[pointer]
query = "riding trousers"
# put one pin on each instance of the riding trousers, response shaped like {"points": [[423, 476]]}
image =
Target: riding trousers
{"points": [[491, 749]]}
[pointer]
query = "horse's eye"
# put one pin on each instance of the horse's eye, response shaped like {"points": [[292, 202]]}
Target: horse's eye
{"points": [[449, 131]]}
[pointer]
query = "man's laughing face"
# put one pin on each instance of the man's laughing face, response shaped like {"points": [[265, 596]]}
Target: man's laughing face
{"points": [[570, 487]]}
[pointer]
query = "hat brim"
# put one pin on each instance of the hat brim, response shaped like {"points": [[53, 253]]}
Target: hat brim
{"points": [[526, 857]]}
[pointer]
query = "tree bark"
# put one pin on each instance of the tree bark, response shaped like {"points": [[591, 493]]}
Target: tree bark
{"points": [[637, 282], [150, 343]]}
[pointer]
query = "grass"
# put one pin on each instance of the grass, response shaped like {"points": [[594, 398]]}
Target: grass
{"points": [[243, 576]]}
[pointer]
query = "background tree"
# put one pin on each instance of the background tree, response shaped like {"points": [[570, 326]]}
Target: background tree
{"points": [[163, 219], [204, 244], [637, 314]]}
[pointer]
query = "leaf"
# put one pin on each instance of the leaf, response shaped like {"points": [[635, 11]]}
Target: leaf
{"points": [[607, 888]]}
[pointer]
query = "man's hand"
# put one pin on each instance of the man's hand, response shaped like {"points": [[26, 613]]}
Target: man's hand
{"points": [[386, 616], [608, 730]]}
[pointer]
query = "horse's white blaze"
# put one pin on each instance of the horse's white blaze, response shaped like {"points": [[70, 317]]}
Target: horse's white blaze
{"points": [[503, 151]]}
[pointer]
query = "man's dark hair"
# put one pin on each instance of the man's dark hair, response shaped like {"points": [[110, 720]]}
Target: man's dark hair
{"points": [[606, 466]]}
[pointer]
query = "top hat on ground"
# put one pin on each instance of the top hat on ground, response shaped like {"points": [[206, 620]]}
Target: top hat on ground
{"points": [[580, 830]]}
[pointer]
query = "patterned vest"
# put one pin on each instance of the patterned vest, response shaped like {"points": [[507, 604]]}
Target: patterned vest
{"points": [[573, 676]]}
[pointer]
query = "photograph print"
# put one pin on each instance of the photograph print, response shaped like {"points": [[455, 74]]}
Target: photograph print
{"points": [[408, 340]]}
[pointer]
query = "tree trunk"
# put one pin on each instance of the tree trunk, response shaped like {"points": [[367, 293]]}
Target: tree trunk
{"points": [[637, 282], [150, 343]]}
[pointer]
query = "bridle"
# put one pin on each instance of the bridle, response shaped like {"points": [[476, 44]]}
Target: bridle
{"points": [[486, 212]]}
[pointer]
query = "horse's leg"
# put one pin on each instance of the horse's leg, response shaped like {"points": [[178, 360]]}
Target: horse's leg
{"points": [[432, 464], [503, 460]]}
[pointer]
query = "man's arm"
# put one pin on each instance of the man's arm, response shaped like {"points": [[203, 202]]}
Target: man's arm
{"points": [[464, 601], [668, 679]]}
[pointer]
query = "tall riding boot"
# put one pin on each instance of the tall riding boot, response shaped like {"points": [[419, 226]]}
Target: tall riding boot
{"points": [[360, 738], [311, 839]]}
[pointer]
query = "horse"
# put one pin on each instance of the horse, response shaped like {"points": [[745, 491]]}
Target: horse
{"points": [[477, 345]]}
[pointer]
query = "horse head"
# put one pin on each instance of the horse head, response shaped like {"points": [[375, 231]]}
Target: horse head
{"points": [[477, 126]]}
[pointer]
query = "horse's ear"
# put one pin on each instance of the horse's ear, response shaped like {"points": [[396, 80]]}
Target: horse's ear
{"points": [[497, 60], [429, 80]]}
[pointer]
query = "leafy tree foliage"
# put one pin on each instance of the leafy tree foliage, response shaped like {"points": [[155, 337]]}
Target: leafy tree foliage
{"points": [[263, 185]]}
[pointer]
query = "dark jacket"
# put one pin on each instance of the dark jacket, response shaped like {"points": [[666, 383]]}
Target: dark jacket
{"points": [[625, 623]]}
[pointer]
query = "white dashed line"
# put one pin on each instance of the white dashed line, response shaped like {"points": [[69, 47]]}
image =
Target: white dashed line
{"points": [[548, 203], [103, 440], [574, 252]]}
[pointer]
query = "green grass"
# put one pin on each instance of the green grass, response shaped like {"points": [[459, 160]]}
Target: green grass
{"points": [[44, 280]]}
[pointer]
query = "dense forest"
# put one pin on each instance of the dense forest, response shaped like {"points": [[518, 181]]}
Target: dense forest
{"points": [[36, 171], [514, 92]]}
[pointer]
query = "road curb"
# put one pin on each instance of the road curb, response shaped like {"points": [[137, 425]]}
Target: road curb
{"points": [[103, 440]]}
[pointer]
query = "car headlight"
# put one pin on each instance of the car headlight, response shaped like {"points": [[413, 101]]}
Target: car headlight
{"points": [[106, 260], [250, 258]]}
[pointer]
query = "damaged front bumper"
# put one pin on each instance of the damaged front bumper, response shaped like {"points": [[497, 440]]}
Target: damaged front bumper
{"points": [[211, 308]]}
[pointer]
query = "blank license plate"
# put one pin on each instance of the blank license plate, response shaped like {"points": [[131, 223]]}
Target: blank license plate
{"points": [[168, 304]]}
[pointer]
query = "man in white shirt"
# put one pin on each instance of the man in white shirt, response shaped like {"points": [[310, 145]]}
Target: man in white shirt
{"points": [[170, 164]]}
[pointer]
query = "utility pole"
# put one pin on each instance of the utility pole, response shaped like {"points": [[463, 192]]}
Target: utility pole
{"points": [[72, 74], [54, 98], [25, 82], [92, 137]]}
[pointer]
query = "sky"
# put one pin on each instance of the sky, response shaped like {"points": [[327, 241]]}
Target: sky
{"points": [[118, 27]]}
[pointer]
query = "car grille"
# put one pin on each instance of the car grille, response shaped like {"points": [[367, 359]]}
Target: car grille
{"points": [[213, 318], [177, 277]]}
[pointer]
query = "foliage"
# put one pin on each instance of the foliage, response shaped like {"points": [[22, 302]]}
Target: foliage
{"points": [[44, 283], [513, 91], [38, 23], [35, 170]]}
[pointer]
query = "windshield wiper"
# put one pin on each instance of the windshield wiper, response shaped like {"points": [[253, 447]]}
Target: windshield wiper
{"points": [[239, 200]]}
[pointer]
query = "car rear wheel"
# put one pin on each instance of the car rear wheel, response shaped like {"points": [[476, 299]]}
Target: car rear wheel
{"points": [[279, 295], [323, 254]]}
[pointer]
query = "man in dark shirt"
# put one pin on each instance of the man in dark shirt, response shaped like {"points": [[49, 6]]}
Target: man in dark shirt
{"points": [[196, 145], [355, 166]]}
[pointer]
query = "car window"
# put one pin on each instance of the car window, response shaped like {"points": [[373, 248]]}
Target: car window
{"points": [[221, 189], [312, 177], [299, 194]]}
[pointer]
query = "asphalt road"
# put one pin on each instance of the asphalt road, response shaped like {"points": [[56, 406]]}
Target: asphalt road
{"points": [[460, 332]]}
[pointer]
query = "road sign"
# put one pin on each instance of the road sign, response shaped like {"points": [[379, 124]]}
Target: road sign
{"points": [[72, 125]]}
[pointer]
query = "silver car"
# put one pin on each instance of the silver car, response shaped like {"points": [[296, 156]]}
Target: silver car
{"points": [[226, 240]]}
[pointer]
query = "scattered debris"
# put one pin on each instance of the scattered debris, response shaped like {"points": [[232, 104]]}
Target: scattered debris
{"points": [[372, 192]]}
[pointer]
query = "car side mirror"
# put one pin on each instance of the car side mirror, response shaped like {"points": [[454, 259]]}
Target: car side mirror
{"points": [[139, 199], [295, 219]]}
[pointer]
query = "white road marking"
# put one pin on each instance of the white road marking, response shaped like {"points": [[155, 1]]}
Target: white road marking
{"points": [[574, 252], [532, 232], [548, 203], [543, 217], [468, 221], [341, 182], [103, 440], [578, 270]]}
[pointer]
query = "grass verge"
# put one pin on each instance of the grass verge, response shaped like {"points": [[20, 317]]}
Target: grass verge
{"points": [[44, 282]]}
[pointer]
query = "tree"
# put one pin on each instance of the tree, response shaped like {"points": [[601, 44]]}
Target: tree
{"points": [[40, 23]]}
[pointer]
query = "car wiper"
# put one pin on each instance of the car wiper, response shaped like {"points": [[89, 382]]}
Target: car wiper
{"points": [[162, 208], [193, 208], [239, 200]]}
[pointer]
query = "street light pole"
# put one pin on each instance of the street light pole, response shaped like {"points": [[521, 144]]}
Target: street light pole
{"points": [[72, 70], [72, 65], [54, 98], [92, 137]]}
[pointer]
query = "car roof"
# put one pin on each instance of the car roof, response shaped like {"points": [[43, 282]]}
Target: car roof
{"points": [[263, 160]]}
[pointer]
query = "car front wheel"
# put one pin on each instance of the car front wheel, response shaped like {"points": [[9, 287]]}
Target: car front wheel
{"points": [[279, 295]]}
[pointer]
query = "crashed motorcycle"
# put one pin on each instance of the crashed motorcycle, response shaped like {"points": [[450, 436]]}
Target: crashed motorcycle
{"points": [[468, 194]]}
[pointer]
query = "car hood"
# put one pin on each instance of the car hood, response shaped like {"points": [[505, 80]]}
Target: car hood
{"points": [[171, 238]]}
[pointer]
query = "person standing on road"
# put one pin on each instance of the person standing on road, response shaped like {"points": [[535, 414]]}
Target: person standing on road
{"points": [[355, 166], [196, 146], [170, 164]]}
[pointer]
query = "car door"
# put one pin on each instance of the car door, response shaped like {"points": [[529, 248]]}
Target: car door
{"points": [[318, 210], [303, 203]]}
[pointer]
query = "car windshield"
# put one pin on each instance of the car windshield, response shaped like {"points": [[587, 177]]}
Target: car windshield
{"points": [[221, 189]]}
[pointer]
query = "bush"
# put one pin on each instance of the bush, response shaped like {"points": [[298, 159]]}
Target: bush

= EXERCISE DIRECTIONS =
How many of the lines above contain the string "hair"? Case counts, and the answer should be the number alone.

= RESPONSE BELOW =
3